--- START ---

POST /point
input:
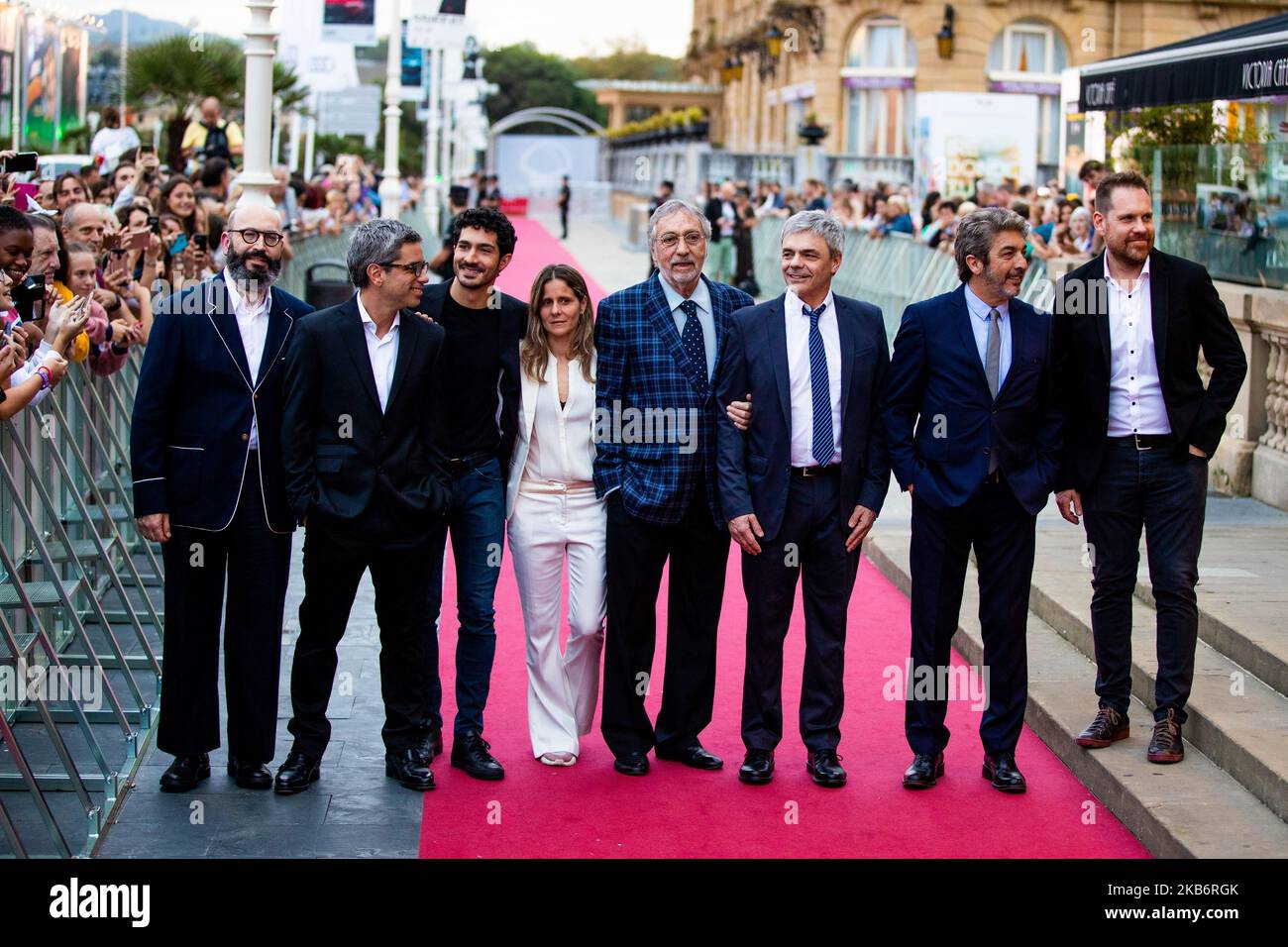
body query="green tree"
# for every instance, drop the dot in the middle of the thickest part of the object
(630, 59)
(528, 77)
(170, 73)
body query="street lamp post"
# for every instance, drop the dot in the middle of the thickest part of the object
(390, 185)
(257, 175)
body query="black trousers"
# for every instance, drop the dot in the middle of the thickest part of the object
(334, 564)
(810, 545)
(1004, 538)
(1162, 492)
(257, 564)
(698, 554)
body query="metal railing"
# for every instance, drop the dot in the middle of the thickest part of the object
(78, 626)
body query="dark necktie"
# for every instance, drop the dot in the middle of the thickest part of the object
(692, 338)
(824, 444)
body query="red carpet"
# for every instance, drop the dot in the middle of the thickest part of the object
(590, 810)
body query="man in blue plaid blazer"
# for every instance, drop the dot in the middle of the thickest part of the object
(658, 346)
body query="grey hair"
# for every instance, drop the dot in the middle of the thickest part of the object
(975, 234)
(819, 223)
(673, 206)
(376, 241)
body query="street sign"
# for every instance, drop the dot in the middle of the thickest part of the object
(351, 111)
(428, 29)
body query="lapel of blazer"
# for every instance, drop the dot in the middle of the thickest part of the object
(720, 313)
(845, 325)
(219, 308)
(961, 318)
(279, 324)
(777, 330)
(408, 338)
(660, 315)
(1158, 305)
(1095, 287)
(353, 337)
(1021, 334)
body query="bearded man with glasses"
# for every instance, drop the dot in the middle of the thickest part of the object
(205, 449)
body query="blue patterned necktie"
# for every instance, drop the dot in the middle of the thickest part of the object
(824, 444)
(692, 338)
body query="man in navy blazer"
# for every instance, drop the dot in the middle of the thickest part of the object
(974, 433)
(658, 346)
(803, 486)
(205, 450)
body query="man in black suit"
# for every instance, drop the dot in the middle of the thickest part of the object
(205, 450)
(478, 399)
(974, 433)
(1138, 432)
(364, 478)
(804, 484)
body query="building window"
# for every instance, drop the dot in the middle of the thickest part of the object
(879, 75)
(1026, 56)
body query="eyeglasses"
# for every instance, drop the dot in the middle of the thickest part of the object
(670, 241)
(250, 235)
(413, 268)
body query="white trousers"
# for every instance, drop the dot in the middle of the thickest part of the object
(544, 530)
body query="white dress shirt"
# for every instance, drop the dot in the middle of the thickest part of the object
(253, 328)
(561, 449)
(979, 309)
(1136, 402)
(802, 385)
(706, 317)
(381, 352)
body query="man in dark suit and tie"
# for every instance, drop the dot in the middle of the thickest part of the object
(658, 344)
(803, 486)
(364, 478)
(974, 433)
(205, 450)
(1140, 428)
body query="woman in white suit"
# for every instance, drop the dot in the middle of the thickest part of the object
(554, 515)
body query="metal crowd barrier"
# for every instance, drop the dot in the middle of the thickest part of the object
(80, 620)
(890, 272)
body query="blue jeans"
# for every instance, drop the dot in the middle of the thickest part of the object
(477, 523)
(1162, 492)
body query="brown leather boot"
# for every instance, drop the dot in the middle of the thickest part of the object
(1166, 745)
(1107, 728)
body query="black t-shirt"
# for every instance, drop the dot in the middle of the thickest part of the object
(472, 369)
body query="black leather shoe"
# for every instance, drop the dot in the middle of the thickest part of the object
(691, 757)
(430, 745)
(471, 753)
(296, 774)
(1107, 728)
(631, 764)
(1001, 770)
(184, 774)
(824, 766)
(758, 767)
(923, 772)
(410, 768)
(250, 775)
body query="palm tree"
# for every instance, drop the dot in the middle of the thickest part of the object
(174, 75)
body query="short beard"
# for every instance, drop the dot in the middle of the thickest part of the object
(253, 281)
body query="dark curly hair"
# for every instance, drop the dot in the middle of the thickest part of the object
(490, 221)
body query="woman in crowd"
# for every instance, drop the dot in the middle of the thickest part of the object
(16, 395)
(110, 335)
(68, 189)
(553, 514)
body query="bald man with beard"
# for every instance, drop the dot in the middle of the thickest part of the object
(209, 486)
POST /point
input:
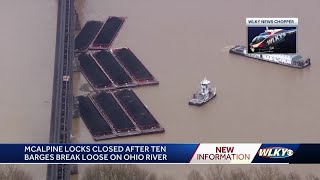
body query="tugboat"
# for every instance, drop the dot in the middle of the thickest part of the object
(205, 94)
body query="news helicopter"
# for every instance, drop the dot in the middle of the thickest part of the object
(269, 39)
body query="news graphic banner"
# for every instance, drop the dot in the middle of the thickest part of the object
(272, 35)
(159, 153)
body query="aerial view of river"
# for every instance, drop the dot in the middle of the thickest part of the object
(180, 42)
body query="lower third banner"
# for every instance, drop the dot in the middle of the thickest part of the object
(159, 153)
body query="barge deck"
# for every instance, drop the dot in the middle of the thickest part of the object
(108, 33)
(92, 72)
(134, 66)
(97, 126)
(138, 111)
(113, 69)
(88, 33)
(114, 114)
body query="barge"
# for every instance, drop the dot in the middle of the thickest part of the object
(113, 113)
(113, 69)
(292, 60)
(92, 72)
(91, 117)
(205, 94)
(119, 113)
(108, 33)
(134, 66)
(138, 111)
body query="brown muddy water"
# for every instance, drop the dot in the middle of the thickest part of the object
(28, 34)
(183, 41)
(180, 42)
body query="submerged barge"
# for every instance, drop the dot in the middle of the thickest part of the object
(292, 60)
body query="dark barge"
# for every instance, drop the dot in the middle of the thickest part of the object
(116, 114)
(97, 126)
(108, 33)
(291, 60)
(87, 35)
(138, 111)
(92, 72)
(134, 66)
(115, 71)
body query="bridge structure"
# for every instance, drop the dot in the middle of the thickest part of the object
(62, 95)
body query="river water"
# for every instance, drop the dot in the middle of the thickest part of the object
(183, 41)
(28, 33)
(180, 42)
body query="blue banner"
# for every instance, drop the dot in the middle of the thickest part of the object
(160, 153)
(96, 153)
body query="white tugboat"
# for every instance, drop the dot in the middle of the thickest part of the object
(205, 94)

--- END ---

→ Exercise details
In the entries above, find each line that has the word "black". Copy it.

→ Solved problem
body query="black trousers"
body query="man in black suit"
body query="black t-shirt"
body query="black leather shoe"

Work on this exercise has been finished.